Pick out and copy each line in the records below that contains the string "keypoint". Treat the match as case-sensitive.

DATA SECTION ::

[Start]

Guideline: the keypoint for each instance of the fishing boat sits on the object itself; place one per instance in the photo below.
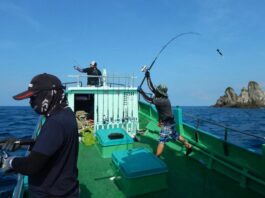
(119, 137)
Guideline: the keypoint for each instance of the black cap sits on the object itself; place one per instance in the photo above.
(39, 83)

[End]
[Start]

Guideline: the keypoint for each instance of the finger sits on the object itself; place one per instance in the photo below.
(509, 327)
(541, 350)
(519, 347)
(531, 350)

[End]
[Start]

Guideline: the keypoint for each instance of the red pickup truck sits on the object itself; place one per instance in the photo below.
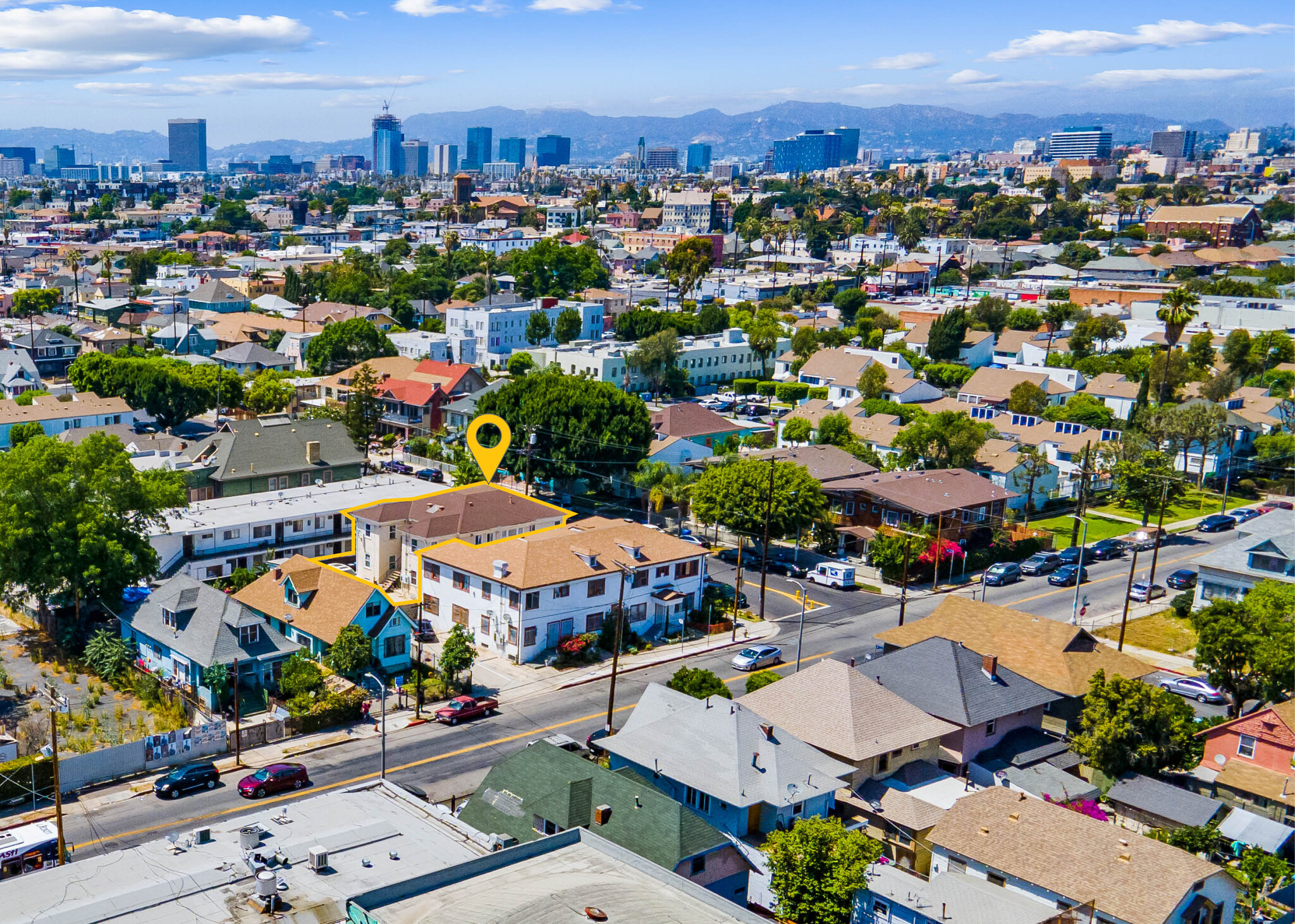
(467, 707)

[End]

REPLY ::
Guideline: the keypoint for each instance of the fishing boat sits on the object itself; place one per instance in the photo below.
Guideline: the keypoint for each instance of the black cap sits on the object itself; place one per instance in the photo above.
Guideline: the keypoint for each instance of the finger sits on the object itself; place one per instance in the photo below.
Guideline: the keypoint for each instance of the red pickup truck sits on the object itself; place one per instance in the photo below.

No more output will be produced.